# [EXERCISE DIRECTIONS]
Every line in the data below that includes "step" belongs in the answer, copied as it stands.

—————

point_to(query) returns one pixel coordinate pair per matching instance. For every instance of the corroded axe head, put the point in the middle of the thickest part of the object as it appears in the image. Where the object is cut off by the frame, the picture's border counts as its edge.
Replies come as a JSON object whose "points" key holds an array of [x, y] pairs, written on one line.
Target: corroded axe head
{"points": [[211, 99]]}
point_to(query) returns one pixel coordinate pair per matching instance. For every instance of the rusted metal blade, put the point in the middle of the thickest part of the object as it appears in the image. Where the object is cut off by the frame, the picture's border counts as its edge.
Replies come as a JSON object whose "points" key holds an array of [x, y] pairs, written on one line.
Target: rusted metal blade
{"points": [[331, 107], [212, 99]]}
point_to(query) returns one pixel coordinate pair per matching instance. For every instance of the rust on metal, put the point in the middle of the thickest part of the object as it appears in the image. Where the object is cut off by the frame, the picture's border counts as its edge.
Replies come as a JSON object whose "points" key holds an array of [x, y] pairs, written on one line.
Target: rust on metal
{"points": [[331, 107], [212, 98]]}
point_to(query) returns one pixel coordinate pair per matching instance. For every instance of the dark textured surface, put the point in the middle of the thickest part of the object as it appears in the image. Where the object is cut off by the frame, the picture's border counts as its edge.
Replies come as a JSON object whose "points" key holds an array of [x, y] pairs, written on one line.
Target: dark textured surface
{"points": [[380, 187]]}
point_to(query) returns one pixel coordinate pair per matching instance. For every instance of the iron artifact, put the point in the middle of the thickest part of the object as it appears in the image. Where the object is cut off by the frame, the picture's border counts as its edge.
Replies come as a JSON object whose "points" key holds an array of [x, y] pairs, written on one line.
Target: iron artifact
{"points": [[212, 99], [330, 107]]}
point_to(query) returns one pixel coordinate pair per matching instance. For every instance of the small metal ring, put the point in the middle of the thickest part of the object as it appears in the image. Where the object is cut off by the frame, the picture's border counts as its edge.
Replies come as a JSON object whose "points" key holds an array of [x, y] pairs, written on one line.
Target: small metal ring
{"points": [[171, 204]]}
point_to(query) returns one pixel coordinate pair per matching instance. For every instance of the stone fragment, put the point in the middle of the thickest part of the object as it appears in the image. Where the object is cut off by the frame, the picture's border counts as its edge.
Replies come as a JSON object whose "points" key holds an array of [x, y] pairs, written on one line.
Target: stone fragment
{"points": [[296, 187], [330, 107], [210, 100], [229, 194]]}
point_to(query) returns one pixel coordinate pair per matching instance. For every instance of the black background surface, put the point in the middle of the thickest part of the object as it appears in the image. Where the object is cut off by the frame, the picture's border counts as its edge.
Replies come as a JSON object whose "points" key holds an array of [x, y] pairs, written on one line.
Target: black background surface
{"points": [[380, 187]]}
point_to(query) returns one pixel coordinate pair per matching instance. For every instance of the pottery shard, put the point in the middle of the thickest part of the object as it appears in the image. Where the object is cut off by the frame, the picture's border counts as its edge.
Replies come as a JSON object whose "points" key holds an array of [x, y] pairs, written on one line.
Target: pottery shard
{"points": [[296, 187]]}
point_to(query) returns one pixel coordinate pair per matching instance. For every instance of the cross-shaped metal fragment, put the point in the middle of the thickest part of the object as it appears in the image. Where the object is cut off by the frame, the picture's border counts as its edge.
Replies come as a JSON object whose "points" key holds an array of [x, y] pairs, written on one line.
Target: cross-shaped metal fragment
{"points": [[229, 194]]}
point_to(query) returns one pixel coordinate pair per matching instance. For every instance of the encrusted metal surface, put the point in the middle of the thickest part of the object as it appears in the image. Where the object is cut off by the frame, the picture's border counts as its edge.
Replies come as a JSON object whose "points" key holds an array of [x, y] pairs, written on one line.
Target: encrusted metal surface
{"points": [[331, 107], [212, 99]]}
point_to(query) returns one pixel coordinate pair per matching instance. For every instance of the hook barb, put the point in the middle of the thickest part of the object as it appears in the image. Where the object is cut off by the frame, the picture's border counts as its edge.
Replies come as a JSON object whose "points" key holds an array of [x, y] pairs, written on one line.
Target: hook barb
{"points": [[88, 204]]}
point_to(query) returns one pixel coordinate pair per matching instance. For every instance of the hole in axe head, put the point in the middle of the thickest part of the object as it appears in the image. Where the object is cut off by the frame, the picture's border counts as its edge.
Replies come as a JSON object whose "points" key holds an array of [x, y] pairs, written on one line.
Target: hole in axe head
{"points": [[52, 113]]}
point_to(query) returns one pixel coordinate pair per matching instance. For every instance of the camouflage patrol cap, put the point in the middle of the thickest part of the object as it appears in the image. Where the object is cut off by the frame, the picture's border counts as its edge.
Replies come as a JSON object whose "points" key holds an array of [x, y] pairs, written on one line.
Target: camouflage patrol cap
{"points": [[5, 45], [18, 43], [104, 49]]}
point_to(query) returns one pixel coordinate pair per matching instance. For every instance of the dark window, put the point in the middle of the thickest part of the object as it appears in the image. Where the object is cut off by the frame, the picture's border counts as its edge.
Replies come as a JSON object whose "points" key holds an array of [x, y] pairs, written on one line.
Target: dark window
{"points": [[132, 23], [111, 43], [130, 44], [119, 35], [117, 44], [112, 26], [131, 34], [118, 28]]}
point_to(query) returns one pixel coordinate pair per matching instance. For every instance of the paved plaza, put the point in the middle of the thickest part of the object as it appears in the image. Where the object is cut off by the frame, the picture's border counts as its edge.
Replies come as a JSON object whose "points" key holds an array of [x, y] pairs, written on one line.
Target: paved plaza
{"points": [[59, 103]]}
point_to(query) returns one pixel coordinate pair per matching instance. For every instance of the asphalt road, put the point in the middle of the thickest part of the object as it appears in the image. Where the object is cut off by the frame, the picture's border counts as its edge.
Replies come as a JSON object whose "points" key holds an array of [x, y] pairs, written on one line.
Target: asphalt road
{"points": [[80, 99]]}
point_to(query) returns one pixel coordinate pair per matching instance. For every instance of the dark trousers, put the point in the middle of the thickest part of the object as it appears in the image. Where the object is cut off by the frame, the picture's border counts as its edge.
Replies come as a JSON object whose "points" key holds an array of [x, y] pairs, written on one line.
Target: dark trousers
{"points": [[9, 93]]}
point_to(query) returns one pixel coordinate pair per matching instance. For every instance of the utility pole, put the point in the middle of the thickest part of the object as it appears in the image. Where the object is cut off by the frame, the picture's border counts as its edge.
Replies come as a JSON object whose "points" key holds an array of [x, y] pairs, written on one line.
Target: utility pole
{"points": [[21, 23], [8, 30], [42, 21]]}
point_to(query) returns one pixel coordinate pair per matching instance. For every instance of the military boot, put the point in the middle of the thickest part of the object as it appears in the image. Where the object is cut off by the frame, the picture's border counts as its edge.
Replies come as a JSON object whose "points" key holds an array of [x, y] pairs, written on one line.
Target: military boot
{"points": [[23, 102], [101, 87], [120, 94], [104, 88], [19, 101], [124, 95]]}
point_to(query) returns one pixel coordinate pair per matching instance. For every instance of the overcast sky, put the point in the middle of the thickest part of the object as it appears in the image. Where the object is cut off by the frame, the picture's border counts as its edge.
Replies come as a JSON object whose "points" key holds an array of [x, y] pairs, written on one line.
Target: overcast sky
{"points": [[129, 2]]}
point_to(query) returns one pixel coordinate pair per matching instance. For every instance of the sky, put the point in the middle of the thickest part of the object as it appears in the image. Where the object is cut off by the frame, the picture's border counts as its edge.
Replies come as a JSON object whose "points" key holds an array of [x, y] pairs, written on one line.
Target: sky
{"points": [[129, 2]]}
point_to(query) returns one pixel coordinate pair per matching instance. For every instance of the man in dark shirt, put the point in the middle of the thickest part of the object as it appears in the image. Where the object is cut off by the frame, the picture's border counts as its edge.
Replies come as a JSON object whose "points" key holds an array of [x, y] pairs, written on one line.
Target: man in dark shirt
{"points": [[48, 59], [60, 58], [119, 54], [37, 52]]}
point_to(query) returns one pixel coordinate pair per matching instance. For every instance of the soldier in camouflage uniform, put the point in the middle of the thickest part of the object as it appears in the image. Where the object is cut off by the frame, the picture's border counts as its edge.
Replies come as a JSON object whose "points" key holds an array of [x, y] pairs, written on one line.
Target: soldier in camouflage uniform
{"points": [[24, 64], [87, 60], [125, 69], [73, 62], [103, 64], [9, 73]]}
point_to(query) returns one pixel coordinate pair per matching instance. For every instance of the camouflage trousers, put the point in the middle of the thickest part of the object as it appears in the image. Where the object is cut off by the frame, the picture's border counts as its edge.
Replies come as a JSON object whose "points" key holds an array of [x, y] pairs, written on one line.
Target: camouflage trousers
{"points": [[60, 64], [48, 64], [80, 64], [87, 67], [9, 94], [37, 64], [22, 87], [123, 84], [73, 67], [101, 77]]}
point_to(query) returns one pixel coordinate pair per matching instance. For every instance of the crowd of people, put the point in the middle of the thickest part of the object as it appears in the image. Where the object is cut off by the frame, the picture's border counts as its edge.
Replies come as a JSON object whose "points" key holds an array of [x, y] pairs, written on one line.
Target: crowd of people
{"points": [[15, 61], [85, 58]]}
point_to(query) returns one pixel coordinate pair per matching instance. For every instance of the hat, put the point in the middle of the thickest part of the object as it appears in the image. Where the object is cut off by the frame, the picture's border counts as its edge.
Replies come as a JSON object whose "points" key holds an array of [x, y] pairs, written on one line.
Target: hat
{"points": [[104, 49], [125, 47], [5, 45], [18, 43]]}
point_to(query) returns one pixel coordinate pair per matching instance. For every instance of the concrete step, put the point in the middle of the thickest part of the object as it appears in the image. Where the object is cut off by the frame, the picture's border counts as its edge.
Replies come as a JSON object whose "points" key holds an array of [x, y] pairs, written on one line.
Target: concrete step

—————

# [RESPONSE TO THE TASK]
point_to(query) returns one pixel coordinate pair per matching instance. For every instance of the concrete step, put the point in the middle of the thickest part of the object as it appears in the image. Where the object is cut off by the frame, the picture's border counts as its edge.
Target: concrete step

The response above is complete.